[Text]
Dynasty Football Stock Watch: NFL Free Agency Impact

Dynasty Football Stock Watch

The 2026 NFL free agency period has arrived, and it has wasted absolutely no time reshaping the fantasy football landscape. Within hours of the legal tampering window opening, blockbuster moves were already flying, a Super Bowl MVP changed teams, a historic receiver left his franchise home of 12 years, a frustrated running back finally got the featured role he had been chasing, and a promising second-year back had an entirely new offensive infrastructure built around him. Not every move is a fantasy windfall, though. One reliable veteran landed in a situation that raises more questions than it answers, stepping out of a featured role and into the shadow of one of the game’s premier wide receivers with no clarity on who will even be throwing him the football.

Free agency always creates winners and losers on fantasy draft boards, often before a single snap of the new season is played. The managers who identify those shifts early gain a genuine edge when draft season arrives in the summer. This week’s Stock Watch breaks down the five names demanding your attention right now, the risers, the fallers, and the players whose 2026 value hinges on answers still to come.

Lightning Round

Looking Good… but things could change

  • Zach Charbonnet – As of right now, his fantasy stock looks good, but you have to figure the Seahawks add something in FA or the Draft to replace Walker
  • Matthew Golden – With Doubs going to New England, we should see more targets for Golden this season, but the Packers didn’t use him much, and his connection with Jordan Love wasn’t great last year. 
  • Garrett Wilson – As much as the Jets are a joke, Geno is an upgrade and should help Garrett Wilson, but I’m not trading for him in any leagues.

[Exercise requirements]
(1) Reproduce word for word the part of the dynasty football article that opens with the words containing "Free agency always" and closes with "still to come.".
(2) Write the next part of the dynasty football article, picking up after its final line.

[Records provided]
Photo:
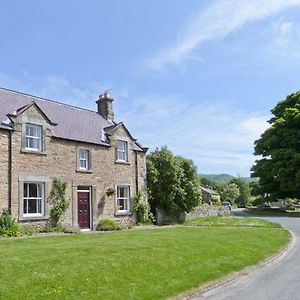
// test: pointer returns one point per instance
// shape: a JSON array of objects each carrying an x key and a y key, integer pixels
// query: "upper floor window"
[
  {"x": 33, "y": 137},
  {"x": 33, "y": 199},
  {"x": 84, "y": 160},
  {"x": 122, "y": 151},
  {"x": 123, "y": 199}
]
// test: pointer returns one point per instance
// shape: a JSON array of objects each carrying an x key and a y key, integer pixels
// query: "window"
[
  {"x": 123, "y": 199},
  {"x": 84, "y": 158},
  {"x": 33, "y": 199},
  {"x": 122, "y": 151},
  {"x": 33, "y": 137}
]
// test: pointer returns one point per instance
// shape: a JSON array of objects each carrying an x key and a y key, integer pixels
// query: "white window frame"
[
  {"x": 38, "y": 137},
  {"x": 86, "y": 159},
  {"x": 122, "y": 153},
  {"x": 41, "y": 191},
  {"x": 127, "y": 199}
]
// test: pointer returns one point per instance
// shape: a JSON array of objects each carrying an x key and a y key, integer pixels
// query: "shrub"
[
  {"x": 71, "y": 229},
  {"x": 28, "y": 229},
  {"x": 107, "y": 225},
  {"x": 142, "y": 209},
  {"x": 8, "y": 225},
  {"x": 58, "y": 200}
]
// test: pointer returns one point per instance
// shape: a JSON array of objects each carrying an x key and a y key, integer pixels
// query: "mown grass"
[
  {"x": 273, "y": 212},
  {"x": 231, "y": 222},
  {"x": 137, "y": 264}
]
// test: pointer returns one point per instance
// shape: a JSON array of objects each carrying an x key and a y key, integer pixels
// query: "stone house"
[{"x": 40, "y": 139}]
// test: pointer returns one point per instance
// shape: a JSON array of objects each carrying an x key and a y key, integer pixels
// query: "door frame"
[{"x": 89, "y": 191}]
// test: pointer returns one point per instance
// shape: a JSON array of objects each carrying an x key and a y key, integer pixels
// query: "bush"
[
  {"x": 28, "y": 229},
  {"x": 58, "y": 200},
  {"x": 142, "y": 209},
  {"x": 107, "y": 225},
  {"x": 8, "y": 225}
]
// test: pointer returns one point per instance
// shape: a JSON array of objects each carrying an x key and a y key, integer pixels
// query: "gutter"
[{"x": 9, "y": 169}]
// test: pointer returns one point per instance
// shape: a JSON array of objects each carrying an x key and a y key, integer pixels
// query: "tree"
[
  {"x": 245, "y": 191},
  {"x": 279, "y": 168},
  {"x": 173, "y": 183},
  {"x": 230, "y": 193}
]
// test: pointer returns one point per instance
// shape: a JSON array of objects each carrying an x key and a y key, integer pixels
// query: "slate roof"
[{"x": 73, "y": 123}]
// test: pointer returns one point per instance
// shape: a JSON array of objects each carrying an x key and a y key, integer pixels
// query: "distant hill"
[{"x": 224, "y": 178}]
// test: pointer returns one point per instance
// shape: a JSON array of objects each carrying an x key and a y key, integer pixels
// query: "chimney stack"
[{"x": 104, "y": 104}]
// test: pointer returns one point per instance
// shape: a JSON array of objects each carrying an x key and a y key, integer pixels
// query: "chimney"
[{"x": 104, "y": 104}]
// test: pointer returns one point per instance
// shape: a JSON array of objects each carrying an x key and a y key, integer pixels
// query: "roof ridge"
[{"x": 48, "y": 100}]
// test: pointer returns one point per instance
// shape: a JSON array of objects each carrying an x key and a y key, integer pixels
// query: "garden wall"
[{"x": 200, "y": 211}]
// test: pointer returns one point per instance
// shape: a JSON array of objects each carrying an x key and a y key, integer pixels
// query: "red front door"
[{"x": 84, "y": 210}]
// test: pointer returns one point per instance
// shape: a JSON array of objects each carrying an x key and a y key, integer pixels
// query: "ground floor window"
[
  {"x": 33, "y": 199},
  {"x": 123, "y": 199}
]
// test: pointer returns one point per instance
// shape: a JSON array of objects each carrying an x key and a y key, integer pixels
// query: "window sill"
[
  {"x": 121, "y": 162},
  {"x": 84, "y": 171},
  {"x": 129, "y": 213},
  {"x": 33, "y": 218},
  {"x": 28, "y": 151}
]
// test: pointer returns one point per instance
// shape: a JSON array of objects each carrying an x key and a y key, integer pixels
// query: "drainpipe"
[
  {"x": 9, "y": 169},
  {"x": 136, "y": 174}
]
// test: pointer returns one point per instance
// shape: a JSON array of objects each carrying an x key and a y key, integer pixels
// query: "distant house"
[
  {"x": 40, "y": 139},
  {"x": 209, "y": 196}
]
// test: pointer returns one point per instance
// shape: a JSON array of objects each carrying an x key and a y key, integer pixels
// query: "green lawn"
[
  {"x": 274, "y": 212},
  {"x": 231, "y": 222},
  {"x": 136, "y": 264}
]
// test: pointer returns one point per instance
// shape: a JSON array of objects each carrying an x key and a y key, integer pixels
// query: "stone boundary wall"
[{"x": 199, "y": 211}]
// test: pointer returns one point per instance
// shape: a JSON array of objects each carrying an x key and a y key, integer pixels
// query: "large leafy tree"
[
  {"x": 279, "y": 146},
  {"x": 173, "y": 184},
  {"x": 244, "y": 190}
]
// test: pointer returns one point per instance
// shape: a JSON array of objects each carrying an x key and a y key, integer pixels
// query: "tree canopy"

[Response list]
(1)
Free agency always creates winners and losers on fantasy draft boards, often before a single snap of the new season is played. The managers who identify those shifts early gain a genuine edge when draft season arrives in the summer. This week’s Stock Watch breaks down the five names demanding your attention right now, the risers, the fallers, and the players whose 2026 value hinges on answers still to come.

(2)
  • Khalil Shakir – If D.J Moore plays on the outside, Shakir could see some breathing room in this offense, but Moore was also a good slot WR. Wait and see for sure 

Bad situation that hopefully gets better

  • De’Von Achane – A complete overhaul on offense and the coaching staff might not help his fantasy stock. Hard to tell right now.
  • Jaylen Warren – Rico Dowdle getting two years, $12.5 Million isn’t huge money, so the team is still looking for him to share the carries, but Dowdle is a big boy, 215lbs, and will likely get most of the goal-line carries. 

Michael Pittman Jr.

WR | Stock Down 📉

The Pittsburgh Steelers acquired Michael Pittman Jr. from the Indianapolis Colts in a swap of late-round draft picks and immediately signed him to a three-year, $59 million extension. The move makes football sense for Pittsburgh, pairing two 6-foot-4 receivers in Pittman and DK Metcalf addresses a real roster need, but the fantasy math is far less flattering. Pittman spent six seasons as Indianapolis’s primary receiving option and still managed just 784 receiving yards in 2025, his lowest total since his rookie campaign. Seven touchdown catches kept him relevant, but touchdown-dependent production at that volume is not a reliable fantasy foundation.

The fantasy problem is layered. Pittman steps into a clear WR2 role behind Metcalf, who commands defensive attention and a substantial target share every single week. Opportunity will be limited by design. Worse, Pittsburgh’s quarterback situation is completely unresolved, Aaron Rodgers is a pending free agent who has not received a contract offer, and has not ruled out retirement. Until the Steelers identify their starter, Pittman’s ceiling is impossible to project with any real confidence. He is a name to monitor, not a name to draft early.

David Montgomery

RB | Stock Up 📈

The Houston Texans acquired David Montgomery from the Detroit Lions in exchange for offensive lineman Juice Scruggs, a fourth-round pick, and a seventh-round pick. Montgomery had grown frustrated with a diminishing role in Detroit behind Jahmyr Gibbs, finishing 2025 with just 158 rushes, the fewest of his career despite playing all 17 games. Houston, which ranked 31st in rushing touchdowns and 29th in yards per carry last season, desperately needed a proven early-down presence. With Joe Mixon expected to be released and Nick Chubb now a free agent, Montgomery steps directly into the featured role the Texans have been searching for since their ground game collapsed in 2025.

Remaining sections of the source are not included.